Task goal
Copy the entries below word for word, reproducing every one of them without changes.

[Dataset rows]

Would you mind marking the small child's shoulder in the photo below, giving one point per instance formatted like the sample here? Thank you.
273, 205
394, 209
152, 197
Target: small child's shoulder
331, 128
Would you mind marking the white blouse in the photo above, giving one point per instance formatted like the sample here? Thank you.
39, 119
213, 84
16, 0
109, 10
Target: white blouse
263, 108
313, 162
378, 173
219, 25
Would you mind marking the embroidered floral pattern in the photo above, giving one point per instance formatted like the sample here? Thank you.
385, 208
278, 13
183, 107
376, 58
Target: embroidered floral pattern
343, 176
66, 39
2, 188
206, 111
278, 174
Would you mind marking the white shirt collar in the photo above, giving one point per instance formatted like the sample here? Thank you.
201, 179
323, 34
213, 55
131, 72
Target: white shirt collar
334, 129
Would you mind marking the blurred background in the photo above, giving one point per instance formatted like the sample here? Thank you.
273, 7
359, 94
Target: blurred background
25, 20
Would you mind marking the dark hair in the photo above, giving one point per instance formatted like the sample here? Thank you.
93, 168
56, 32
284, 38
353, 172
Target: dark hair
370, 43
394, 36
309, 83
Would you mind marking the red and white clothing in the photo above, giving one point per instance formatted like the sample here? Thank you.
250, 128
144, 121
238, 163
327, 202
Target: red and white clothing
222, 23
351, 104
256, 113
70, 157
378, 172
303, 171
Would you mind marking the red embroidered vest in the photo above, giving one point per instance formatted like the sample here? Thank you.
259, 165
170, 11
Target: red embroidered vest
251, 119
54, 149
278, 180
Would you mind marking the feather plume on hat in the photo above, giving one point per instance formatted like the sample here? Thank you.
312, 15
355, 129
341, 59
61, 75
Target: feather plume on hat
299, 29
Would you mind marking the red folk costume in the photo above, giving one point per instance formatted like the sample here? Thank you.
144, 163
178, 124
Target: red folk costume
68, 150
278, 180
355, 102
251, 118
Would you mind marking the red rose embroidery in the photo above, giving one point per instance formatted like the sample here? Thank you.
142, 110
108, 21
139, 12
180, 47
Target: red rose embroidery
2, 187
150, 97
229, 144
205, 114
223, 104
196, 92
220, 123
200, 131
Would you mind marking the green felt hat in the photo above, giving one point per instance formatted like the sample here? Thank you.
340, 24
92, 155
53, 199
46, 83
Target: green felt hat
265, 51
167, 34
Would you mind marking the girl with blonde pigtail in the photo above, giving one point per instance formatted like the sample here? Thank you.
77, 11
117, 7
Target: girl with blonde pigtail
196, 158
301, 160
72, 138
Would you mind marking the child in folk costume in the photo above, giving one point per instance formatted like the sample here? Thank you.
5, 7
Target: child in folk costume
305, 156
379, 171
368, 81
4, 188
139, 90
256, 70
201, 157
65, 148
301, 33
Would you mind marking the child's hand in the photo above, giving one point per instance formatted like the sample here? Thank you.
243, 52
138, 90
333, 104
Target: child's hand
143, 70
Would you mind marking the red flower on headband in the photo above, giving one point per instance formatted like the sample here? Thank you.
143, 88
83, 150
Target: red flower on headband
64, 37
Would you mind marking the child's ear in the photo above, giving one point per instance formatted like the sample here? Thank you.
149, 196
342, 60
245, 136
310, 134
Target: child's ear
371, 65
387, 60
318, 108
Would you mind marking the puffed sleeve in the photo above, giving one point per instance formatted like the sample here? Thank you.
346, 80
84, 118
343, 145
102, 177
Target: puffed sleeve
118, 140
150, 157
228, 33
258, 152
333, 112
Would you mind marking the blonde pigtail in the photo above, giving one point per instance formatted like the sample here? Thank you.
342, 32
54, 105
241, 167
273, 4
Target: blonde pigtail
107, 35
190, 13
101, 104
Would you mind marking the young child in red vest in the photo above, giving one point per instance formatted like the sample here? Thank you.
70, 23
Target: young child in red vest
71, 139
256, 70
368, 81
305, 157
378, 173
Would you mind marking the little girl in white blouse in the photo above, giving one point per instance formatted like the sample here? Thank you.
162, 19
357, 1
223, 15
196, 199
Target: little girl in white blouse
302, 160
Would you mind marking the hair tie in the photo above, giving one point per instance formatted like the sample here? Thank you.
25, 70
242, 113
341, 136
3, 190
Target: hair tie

Worked answer
Would you mind marking the small child's shoulder in the photo below, giving one point per instance formatted like the sample here? Thank you.
273, 205
394, 209
152, 197
Target: small child's shoulder
331, 128
Would you mind marking the white blouse in the photo above, giving one point per instance formatted like the sample here? Thank you.
39, 119
213, 84
16, 0
109, 10
Target: white blouse
263, 108
313, 162
378, 173
219, 25
Would you mind marking the embroidered floral pattern in the photo above, giving one point per instance formatted like the sample here? Thank you.
385, 208
278, 13
183, 107
376, 58
Target: embroidered floral pattern
343, 176
66, 39
2, 188
206, 111
278, 174
Would you mind marking the white shirt collar in the photo above, giving one point per instance formatted like the sample here? Thank you.
201, 179
323, 34
213, 55
131, 72
Target: white shirt collar
334, 129
Would you mind marking the blurred background in the photo above, giving one point per instance formatted like the sample here? Thank you.
273, 7
359, 94
Target: blurred background
25, 20
Would you mind marking the dark hair in the photo above, giving one point per instance formatted like the sample here? Thank you.
93, 168
56, 32
284, 38
353, 172
Target: dark hair
370, 43
394, 36
309, 83
Would you mind marking the red and white clothing in the photo above, giving one point per instance formatted like the sample here? Thank you.
250, 128
144, 121
238, 163
327, 202
Target: red and white clothing
222, 23
351, 104
256, 113
70, 157
378, 172
303, 171
Would you mind marking the red embroidered vest in the photo above, giving one point per instance formatted like the sample here? Thank you.
259, 165
170, 11
Target: red embroidered vest
251, 119
54, 149
278, 180
Would you mind marking the feather plume on hat in the photo above, giving one point per instance formatted like the sample here? Thank you.
312, 15
355, 129
341, 59
61, 75
Target: feather plume on hat
299, 29
Would you mind marking the red folk costume in the photo above, giving one point per instance formatted like the sample here? Thank you.
144, 163
178, 124
Target: red folk costume
68, 150
278, 180
355, 102
251, 118
Would you mind marking the red rose embroidery in the photo above, giving one point per instance formatted like the sample here? Thank you.
142, 110
108, 21
139, 12
180, 47
Target: red rose embroidery
2, 187
150, 97
229, 144
205, 114
223, 104
196, 92
220, 123
200, 131
Would you mind marking the green felt hat in the photo above, giving one point per instance formatted like the sample here? Thank you.
340, 24
92, 155
53, 199
46, 83
Target: green felt hat
265, 51
167, 34
Would you mind marking the girl with blonde pigtail in the photo above, giving one point per instance formatted like the sample here? Thank you.
77, 11
117, 7
Target: girl with blonde pigtail
196, 158
301, 160
72, 138
Would you mind marking the child in folk costume in the photo above, giving one point per instance formatted like the sample here? Thank you.
5, 7
Target: child in folk costume
305, 156
379, 171
368, 81
4, 188
139, 90
256, 70
201, 157
65, 148
301, 33
Would you mind marking the child's hand in the photo above, giving one point per instance formatted like the sample here? Thank you.
243, 52
138, 90
333, 104
Target: child's hand
143, 70
Would you mind marking the red flower on headband in the photo above, giving one point per instance formatted like the sample here? Thank you.
143, 88
83, 150
Target: red flower on headband
64, 37
Would you mind marking the child's ear in the photo above, giving one point per instance formatted like the sample here? Thank you.
149, 196
342, 60
245, 136
310, 134
Target: child's ear
371, 65
387, 60
318, 108
Would you mind marking the puffed sleeve in the photo above, giving one point per instance formatted like the sample here? Thank you.
346, 80
84, 118
343, 145
102, 177
Target: puffed sleeve
118, 140
150, 157
228, 33
258, 152
333, 112
Would you mind marking the blonde pigtail in the photo above, giving one point per instance formatted like the sample here? Thank you.
342, 32
54, 105
241, 167
273, 4
Target: blonde pigtail
107, 35
190, 13
101, 104
Would you mind marking the young child in red vest in the photo above, giving one point per instance formatted like the sample here? Thank you.
70, 23
Target: young child in red vest
71, 139
256, 70
368, 81
305, 157
378, 173
Would you mind marking the little girl in white blouse in the photo above, giving one point per instance formatted like the sample here? Thank you.
162, 19
357, 1
223, 15
196, 199
Target: little girl in white blouse
302, 160
Would you mind marking the hair tie in the photo above, giving one point per instance formatted like the sample here? Thank you.
25, 70
242, 113
341, 136
3, 190
Target: hair tie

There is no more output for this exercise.